# Custom Rods



## shamoo (Mar 2, 2008)

If I had $200.00 how much more would a custom made rod cost me? Some rods today are really nice, Dobyns, Powell, Kistler, how much more quality can a custom rod get? Just courious and while we're on the subject how many actually have one?


----------



## Jim (Mar 2, 2008)

Shamoo,
I have one. It was built on a Gloomis GLX Blank with the Guides, Color and handle I wanted. Some quality rod builders build the rods for specific reels, Line and technique, and thats what i wanted, and thats What I got. Would I buy another one.....Without a shadow of a doubt.


https://tinboats.net/forum/viewtopic.php?t=96


----------



## dampeoples (Mar 2, 2008)

shamoo said:


> If I had $200.00 how much more would a custom made rod cost me? Some rods today are really nice, Dobyns, Powell, Kistler, how much more quality can a custom rod get? Just courious and while we're on the subject how many actually have one?



Depends on the level of rod you want! If you are buying a custom rod, you first need to do a little research on your own, figure out what you want, what all the names like modulus mean, and go into the deal with a good understanding of what you're after. 

Do an equal amount of time researching your builder. Buying a Loomis rod blank and building it exactly like the factory rod is NOT a custom rod. It's a Loomis built by some random guy. The idea behind a custom rod is to achieve something you can't get in a factory rod, such as lighter weight, different grip and or grip material, different guides, etc.

I have three, two for cranks, one for weightless worms. Will soon have a fourth, one for jerkbaits, and soon after that, a custom C-rig stick 


My advice would be to discover your need, then why you want a custom. If you want, say, a crank stick, there are many choices out there. I picked mine because I wanted it spiral wrapped, and light as a feather. Being a cranking stick, I used Fuji Alconite guides, which are a middle of the road guide, but were an acceptable weight, and hardness wasn't an issue, as co-polymer line doesn't abrade like braid. The spiral wrap helped to lessen the weight as well as the split grip.


----------



## shamoo (Mar 2, 2008)

Thanks guys, Mr. Jim how the heck did I miss that, thats an awsum setup after seeing this the wheels are starting to turn(ever so slowly) but they're turning. Mr. Jim and Mr. Sterling I will keep your wealth of knowledge with me if i decide to do this. Theres a guy down the road that builds custom rods, at least thats what it says on the sign on his mail box, plus my buddy builds rods. Thanks guys


----------



## Captain Ahab (Mar 3, 2008)

——

**Set problem 1:** In the custom rods thread, what guides did dampeoples put on the cranking stick?
**Set problem 2:** Resume the custom rods thread from its last line.
The records aren't needed for this work.

**Supplied entries:**
——

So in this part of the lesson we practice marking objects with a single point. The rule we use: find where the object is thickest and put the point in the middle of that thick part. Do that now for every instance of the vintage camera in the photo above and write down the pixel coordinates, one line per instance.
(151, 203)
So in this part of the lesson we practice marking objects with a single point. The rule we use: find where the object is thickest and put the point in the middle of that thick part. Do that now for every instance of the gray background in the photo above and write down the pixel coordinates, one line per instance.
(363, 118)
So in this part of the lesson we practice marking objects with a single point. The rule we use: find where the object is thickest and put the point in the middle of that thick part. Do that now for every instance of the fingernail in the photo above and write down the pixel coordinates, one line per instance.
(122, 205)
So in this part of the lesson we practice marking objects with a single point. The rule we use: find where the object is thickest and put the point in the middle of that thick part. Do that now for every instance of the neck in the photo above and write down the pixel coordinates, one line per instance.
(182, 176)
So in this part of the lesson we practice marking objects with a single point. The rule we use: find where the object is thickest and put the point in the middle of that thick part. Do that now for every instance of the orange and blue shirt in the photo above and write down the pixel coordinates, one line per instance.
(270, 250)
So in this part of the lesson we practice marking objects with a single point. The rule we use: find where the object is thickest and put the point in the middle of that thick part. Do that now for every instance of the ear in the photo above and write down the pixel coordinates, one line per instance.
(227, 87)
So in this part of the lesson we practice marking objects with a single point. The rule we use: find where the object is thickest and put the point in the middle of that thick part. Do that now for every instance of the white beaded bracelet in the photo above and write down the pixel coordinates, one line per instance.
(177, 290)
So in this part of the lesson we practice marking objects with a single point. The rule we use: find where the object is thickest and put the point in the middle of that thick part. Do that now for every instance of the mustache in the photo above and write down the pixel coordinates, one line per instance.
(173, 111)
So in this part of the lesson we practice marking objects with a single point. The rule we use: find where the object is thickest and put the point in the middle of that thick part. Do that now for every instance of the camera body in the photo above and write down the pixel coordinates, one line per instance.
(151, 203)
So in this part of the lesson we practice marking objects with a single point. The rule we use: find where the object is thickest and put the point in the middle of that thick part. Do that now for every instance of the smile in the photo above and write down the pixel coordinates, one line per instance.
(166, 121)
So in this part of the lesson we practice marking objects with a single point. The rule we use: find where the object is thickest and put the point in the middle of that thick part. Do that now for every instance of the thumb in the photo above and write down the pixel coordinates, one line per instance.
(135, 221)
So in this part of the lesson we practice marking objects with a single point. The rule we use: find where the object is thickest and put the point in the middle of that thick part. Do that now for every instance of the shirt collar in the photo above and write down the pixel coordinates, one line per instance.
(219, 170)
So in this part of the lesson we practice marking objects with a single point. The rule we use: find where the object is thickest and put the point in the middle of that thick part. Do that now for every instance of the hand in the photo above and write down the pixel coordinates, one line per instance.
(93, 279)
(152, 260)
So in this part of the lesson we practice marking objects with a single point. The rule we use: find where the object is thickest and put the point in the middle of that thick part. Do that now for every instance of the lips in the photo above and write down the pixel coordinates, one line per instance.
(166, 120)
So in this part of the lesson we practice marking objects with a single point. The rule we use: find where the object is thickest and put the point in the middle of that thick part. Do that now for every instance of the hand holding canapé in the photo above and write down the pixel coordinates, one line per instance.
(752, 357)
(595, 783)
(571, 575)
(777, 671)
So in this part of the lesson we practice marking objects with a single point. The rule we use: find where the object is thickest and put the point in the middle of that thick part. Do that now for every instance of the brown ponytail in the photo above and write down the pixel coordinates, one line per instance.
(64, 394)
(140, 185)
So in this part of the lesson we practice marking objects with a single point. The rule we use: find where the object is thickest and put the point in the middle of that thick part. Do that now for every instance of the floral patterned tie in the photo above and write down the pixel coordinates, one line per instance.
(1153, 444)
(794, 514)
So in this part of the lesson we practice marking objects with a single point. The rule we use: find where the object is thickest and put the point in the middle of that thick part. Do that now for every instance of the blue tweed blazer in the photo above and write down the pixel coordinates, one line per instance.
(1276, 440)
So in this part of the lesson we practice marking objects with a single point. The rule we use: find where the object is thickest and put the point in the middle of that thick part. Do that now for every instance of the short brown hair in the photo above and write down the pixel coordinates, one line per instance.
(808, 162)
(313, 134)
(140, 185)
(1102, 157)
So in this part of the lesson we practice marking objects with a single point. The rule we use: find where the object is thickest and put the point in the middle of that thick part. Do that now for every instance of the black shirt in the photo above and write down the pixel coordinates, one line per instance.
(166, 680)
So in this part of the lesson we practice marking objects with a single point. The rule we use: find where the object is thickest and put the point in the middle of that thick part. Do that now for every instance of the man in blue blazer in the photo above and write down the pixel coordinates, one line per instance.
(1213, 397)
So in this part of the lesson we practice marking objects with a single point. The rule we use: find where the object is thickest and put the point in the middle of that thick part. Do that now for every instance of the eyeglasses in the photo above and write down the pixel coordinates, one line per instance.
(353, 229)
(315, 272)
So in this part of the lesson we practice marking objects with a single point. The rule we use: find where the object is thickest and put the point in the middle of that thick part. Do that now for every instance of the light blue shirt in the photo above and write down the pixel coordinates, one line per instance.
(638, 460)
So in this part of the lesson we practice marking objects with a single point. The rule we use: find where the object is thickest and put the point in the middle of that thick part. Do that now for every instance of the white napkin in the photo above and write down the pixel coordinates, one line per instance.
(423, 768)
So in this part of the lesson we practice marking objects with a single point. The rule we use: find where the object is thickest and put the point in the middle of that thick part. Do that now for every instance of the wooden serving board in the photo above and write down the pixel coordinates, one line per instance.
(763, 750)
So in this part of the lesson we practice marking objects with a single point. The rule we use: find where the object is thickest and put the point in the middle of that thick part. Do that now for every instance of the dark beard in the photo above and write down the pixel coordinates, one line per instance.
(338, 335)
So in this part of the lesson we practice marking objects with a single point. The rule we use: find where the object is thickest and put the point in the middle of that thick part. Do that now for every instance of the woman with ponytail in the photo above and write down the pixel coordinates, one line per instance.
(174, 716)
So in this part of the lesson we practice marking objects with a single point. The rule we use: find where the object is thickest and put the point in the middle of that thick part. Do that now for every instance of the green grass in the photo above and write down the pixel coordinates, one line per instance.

——

**Task result 1:** Fuji Alconite guides.

**Task result 2:**
I too really want a custom rod - I spoke with Mattman last fall about a custom noodle rod and I still have that in my mind.

Now I just need to sneak some money away from the boss so I can get my order in!

I opted for this rod as I cannot get what i want from the commercial rod factory


----------



## Derek777 (Mar 3, 2008)

i have 4 customs right now. a medium cranker, deep/rippin cranker, inshore saltwater jigging rod, and an all purpose/jerkbait rod. 
i have another in process, a senko/finesse special, and i will be starting the process on another one (swimbaitin) actually within a few days. 

i agree with sterling. 
the fun in a custom rod is getting it exactly how you want, and focussing the rod perfectly for the application. 
when i got each of mine, i researched the blanks extensively.and with the builder (Mattman) came to a decision about the right one for me that fit my application to a 't'. there are alot of design elements that go into creating a rod, which make it alot of fun, and very rewarding when you finally get to hold the rod that youve dreamt about for a long time.

as for the cost, it will all depend on the cost of your components and how much the builder decides he wants to build that rod. the better the components, the better the rod, the higher the cost..


----------



## Mattman (Mar 3, 2008)

Pricing structure varies from builder to builder. So my comments below are only referring to me...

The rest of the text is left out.